What the exercise asks
Output only the lines below that start at the line containing "Segment the target" and end at the line containing "positive clicks: (681, 223) (711, 382)", with both ends kept.

Material for the task
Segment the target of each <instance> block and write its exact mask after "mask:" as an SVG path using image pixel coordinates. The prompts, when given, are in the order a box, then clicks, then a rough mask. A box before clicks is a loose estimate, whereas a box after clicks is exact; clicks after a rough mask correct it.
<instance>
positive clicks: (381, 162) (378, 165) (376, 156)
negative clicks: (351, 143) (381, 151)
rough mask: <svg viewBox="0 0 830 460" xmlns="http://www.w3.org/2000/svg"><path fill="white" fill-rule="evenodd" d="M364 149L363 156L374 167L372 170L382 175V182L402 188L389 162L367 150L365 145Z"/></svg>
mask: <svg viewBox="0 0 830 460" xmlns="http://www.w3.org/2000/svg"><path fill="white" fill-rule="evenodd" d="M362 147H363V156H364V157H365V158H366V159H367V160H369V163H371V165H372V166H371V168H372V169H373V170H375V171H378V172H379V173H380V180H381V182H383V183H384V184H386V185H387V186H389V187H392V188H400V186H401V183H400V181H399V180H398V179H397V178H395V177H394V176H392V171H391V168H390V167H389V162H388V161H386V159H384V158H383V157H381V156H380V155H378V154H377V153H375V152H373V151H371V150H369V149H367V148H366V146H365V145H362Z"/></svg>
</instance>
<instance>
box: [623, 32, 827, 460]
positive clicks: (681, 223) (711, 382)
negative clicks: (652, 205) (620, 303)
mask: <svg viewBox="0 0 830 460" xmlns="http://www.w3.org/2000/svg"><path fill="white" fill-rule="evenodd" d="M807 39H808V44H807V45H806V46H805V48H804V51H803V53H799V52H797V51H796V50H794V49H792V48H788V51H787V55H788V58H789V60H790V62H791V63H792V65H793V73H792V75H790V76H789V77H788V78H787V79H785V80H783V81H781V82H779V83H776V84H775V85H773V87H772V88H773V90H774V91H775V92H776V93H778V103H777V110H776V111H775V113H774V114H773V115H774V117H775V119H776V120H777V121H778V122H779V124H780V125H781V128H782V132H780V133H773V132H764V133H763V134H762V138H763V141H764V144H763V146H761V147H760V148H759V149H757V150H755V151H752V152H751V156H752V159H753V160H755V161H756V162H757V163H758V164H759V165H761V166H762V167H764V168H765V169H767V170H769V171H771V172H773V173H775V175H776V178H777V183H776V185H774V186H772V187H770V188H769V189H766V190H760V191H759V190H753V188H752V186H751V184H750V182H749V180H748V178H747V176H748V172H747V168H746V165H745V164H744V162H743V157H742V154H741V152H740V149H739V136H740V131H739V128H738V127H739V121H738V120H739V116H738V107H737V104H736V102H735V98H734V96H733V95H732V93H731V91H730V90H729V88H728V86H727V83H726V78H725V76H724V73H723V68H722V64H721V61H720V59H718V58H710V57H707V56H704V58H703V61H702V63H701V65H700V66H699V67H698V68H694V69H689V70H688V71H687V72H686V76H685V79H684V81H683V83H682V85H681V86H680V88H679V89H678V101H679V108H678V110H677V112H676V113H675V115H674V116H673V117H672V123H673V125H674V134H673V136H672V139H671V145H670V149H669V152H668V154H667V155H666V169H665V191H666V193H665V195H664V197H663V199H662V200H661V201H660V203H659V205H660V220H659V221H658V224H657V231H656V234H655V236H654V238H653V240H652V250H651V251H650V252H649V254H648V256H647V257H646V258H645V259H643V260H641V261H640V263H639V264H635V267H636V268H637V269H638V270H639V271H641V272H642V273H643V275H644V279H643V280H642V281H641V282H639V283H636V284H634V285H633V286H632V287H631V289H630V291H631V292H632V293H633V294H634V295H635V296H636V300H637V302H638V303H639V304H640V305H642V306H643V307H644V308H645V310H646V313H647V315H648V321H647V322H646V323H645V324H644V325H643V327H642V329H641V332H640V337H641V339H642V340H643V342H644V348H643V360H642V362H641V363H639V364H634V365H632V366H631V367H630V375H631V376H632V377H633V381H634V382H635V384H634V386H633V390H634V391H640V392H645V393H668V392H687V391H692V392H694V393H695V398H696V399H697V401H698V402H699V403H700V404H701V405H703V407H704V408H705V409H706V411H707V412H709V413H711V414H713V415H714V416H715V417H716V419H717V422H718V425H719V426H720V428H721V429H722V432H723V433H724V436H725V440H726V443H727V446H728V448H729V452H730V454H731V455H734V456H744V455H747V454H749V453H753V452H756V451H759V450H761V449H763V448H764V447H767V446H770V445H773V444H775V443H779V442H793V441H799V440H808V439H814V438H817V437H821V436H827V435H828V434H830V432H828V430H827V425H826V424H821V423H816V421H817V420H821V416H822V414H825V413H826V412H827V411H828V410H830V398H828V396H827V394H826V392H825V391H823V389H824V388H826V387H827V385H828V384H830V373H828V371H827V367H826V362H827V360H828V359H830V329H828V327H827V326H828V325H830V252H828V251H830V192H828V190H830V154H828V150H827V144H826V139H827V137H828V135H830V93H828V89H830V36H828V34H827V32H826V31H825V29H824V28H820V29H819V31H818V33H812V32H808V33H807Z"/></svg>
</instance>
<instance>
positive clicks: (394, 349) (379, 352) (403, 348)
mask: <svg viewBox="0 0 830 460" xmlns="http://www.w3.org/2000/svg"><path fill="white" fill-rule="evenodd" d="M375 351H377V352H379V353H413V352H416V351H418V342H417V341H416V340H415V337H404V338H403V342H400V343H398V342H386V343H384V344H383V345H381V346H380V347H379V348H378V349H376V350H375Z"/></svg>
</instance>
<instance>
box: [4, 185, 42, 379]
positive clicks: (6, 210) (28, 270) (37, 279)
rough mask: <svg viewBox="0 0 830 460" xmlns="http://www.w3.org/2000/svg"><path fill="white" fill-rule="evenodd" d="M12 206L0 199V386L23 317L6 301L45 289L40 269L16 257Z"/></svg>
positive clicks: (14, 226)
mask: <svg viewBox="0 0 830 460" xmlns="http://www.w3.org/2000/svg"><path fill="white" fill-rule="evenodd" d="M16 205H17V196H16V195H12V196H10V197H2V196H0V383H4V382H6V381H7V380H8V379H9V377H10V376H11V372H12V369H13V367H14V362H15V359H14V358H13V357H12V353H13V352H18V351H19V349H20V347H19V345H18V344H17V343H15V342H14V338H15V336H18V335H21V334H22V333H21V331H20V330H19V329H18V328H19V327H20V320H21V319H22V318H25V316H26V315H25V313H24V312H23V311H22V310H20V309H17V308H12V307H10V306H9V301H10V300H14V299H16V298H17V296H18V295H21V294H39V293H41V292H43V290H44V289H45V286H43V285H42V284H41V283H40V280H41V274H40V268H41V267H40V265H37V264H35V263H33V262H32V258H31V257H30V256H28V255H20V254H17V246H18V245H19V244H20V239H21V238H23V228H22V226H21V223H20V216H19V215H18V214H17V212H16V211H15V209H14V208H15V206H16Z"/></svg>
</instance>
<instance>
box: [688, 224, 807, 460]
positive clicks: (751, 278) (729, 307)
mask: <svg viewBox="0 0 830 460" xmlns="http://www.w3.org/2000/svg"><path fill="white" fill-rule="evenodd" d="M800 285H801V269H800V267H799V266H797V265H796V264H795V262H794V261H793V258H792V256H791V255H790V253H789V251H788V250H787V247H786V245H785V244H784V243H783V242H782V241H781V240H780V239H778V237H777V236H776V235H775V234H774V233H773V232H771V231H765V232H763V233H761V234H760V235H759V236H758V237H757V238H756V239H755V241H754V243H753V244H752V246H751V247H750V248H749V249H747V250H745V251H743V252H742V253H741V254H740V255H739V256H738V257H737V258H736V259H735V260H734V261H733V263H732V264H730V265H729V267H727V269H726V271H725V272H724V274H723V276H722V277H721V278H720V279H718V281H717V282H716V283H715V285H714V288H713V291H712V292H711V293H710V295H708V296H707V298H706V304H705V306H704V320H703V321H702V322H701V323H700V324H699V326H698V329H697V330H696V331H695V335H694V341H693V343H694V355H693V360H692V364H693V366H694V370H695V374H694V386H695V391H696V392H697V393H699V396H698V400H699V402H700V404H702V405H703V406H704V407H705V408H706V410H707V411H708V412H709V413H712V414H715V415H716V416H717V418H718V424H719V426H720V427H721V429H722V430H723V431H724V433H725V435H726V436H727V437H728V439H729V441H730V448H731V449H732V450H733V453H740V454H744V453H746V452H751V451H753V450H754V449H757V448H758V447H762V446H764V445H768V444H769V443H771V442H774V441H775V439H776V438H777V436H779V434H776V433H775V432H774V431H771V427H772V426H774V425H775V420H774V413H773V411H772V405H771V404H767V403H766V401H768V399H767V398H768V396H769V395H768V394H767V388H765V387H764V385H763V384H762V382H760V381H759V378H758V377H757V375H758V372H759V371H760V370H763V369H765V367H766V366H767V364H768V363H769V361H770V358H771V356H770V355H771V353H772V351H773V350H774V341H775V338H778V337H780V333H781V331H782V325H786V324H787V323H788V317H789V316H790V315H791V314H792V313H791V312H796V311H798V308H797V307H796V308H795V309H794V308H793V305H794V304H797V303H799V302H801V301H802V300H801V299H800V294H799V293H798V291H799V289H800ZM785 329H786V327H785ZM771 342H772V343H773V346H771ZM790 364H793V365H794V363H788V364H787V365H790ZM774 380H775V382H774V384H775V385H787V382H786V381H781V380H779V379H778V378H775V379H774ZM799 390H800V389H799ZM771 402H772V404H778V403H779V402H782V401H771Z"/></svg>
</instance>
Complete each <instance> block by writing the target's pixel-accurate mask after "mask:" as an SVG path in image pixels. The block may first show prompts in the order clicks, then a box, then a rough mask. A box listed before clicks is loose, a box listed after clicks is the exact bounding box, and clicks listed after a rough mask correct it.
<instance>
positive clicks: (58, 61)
* * *
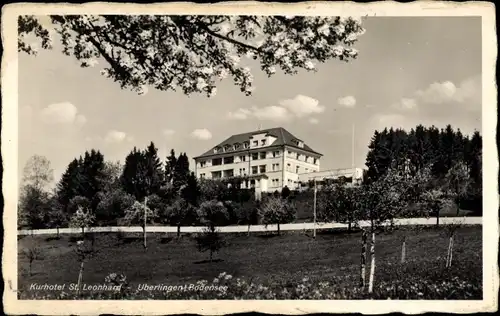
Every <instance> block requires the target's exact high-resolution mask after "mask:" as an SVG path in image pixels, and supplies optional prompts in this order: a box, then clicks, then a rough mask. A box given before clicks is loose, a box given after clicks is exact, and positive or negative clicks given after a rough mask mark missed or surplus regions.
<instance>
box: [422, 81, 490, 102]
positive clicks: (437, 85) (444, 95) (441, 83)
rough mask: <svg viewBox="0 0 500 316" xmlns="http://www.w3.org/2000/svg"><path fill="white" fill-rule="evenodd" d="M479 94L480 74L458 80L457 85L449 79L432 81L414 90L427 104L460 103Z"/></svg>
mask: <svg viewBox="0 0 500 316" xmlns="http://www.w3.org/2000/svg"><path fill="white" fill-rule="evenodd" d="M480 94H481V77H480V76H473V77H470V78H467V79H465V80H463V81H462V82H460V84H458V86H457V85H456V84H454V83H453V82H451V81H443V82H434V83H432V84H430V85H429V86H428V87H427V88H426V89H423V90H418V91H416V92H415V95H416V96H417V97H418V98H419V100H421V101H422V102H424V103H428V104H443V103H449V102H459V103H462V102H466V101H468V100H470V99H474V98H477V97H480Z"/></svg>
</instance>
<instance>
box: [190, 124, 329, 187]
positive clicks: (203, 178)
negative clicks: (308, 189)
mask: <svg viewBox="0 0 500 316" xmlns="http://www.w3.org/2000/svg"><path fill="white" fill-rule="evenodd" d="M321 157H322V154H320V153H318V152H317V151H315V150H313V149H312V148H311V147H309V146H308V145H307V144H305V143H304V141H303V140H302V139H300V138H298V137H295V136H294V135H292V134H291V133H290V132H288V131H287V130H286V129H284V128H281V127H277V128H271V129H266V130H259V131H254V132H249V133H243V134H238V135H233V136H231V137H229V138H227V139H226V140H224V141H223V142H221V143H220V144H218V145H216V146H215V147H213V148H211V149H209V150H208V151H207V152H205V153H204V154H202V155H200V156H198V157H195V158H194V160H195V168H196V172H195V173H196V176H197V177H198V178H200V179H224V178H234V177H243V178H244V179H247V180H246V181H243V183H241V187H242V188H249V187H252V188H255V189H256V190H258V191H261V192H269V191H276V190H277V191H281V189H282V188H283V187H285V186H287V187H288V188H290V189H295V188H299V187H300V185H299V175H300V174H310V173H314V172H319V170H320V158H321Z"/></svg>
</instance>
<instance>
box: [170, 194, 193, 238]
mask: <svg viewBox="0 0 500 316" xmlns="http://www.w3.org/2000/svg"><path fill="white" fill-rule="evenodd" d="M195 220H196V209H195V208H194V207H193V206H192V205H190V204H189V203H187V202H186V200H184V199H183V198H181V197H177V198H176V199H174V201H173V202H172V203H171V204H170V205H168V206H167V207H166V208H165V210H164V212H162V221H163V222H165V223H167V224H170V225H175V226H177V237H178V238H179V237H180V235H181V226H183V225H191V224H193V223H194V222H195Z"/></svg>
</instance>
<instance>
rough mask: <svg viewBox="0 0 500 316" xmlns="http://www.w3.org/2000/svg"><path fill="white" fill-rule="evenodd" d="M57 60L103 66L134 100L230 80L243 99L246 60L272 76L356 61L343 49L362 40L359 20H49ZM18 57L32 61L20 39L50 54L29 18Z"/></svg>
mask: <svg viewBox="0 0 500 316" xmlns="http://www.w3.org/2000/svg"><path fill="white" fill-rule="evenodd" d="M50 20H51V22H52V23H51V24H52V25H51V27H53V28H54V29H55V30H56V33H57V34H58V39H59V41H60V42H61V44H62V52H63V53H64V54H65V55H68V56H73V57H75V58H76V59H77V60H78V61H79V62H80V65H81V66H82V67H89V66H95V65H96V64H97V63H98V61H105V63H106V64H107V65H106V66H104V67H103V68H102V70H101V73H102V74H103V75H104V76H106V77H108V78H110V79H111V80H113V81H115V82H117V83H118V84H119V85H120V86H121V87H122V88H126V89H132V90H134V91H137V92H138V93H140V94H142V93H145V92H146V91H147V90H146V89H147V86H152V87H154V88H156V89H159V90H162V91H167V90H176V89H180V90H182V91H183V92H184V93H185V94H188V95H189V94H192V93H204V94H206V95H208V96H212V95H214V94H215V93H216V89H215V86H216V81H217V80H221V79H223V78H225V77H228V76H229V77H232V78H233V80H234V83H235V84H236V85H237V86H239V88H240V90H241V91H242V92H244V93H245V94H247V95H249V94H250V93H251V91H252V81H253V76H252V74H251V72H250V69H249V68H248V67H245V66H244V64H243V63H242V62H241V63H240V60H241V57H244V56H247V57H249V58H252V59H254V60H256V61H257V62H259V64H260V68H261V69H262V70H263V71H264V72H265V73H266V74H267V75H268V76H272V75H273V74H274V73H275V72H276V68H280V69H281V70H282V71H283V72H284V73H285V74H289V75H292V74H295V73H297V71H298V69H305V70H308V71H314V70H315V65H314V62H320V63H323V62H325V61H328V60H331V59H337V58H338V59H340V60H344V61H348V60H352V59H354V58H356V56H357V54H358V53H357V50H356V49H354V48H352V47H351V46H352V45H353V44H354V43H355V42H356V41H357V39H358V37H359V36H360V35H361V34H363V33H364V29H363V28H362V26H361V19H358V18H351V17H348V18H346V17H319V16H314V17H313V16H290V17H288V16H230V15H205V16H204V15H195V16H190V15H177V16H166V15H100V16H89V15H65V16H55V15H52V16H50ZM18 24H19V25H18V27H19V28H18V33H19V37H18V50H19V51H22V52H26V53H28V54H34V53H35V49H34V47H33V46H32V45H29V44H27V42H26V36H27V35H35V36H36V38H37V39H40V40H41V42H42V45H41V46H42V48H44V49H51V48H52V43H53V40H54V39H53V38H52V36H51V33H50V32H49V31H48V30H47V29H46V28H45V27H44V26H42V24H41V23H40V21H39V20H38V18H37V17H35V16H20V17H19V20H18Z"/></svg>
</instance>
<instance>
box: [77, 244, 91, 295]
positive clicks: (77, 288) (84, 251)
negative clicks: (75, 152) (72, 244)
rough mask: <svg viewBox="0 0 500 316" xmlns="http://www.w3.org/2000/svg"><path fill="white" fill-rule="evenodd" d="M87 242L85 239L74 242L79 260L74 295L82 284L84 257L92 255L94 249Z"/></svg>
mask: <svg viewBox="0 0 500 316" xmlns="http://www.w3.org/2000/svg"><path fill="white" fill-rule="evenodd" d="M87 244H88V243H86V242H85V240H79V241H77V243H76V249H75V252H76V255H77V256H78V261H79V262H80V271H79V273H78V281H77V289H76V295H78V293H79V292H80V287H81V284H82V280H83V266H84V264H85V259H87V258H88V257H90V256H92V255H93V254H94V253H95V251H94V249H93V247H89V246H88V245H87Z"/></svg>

Exercise solution
Segment the target of each <instance> block and write its exact mask after "mask:" as an SVG path using image pixel coordinates. The prompts, when given, are in the order a box, then clicks, then a rough mask. A box before clicks is a loose estimate, whereas a box after clicks is exact; clicks after a rough mask correct it.
<instance>
positive clicks: (381, 162) (378, 165) (376, 156)
negative clicks: (351, 143) (381, 151)
rough mask: <svg viewBox="0 0 830 460" xmlns="http://www.w3.org/2000/svg"><path fill="white" fill-rule="evenodd" d="M364 149L363 156L374 167L372 170L382 175V182L402 188L389 162L367 150L365 145Z"/></svg>
mask: <svg viewBox="0 0 830 460" xmlns="http://www.w3.org/2000/svg"><path fill="white" fill-rule="evenodd" d="M362 147H363V156H364V157H365V158H366V159H367V160H369V163H371V165H372V166H371V168H372V169H373V170H375V171H378V172H379V173H380V180H381V182H383V183H384V184H386V185H387V186H389V187H392V188H400V186H401V183H400V181H399V180H398V179H397V178H395V177H394V176H392V171H391V168H390V167H389V162H388V161H386V159H384V158H383V157H381V156H380V155H378V154H377V153H375V152H373V151H371V150H369V149H367V148H366V146H365V145H362Z"/></svg>
</instance>
<instance>
box: [623, 32, 827, 460]
positive clicks: (681, 223) (711, 382)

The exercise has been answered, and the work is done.